Entries provided Block Start

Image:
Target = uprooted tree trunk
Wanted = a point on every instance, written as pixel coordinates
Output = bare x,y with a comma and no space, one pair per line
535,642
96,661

Entries provided Block End

## Activity:
Restate the records word for word, leaving nothing out.

## Expected output:
Image:
Target = uprooted tree trunk
Wanted = a point on every instance, written as pixel coordinates
Output = bare x,y with a comma and no space, one pair per line
535,642
96,661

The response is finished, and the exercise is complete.